--- Extract to read ---

Gathering calls on Asia-Pacific government to introduce laws to fight trafficking, modern slavery

Published: August 30, 2017 05:31 AM GMT

Updated: August 30, 2017 05:35 AM GMT

Indonesian churches back drive to end slavery

Migrants from Sri Lanka remain on their boat despite their vessel being washed ashore on the west coast of Lhoknga in Aceh Besar, in Indonesia's Aceh province June 14, 2016. Politicians and business people have pledged to implement measures to end modern slavery, human trafficking at a recent gathering in Pert, Australia. (Photo by Chaideer Mahyuddin/AFP)

Indonesian churches have welcomed recent commitments made by politicians and business people from 48 countries to end modern slavery.

The commitments, that included promoting ethical business practices, were made at the Bali Process Forum held in Perth, Australia on Aug. 24-25.

The annual forum aims to build up cooperation between governments and businesses in dealing with modern slavery.

--- Supplied material ---

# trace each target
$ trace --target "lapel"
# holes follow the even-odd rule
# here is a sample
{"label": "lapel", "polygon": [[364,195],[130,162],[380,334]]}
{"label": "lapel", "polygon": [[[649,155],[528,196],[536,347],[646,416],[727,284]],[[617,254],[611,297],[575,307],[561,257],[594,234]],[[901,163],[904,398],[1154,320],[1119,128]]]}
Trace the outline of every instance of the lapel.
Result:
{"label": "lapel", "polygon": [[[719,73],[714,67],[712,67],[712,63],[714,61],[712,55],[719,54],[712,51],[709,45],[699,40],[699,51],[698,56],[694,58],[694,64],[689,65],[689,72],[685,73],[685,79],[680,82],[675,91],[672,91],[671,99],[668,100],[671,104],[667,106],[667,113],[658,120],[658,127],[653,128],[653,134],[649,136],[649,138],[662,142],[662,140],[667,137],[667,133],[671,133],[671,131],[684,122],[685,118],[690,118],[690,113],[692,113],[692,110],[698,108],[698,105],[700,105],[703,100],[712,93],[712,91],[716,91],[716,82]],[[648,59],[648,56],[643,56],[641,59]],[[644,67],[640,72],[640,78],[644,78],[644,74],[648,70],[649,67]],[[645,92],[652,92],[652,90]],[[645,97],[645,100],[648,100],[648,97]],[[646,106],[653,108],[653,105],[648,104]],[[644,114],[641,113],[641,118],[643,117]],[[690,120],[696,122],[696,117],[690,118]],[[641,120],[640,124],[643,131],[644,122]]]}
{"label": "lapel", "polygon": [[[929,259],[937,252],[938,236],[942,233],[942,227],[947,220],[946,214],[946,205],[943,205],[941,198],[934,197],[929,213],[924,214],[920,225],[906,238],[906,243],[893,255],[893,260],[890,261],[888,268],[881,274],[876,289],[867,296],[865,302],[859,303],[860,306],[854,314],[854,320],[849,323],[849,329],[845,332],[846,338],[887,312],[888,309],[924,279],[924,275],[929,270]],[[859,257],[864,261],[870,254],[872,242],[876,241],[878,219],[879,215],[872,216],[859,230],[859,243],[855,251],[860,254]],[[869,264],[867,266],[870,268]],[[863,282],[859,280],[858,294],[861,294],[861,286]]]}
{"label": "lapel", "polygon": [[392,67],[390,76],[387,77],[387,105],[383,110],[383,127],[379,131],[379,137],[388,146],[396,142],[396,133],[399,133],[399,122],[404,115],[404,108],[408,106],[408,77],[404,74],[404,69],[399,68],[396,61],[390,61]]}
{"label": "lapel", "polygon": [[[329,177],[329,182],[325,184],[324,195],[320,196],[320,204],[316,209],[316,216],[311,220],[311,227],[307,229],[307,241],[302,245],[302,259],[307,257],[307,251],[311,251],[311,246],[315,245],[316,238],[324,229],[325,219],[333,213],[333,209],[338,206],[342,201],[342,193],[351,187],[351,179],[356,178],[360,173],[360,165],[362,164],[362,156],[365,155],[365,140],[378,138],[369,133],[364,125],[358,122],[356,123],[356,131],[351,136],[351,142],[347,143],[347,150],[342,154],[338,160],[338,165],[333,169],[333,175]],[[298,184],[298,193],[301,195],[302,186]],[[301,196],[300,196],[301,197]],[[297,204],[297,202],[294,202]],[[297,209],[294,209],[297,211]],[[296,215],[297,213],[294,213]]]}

---

**Task description**
In the article on Indonesian churches backing the drive to end slavery, how many countries did the politicians and business people making commitments come from?

**Result below**
48 countries.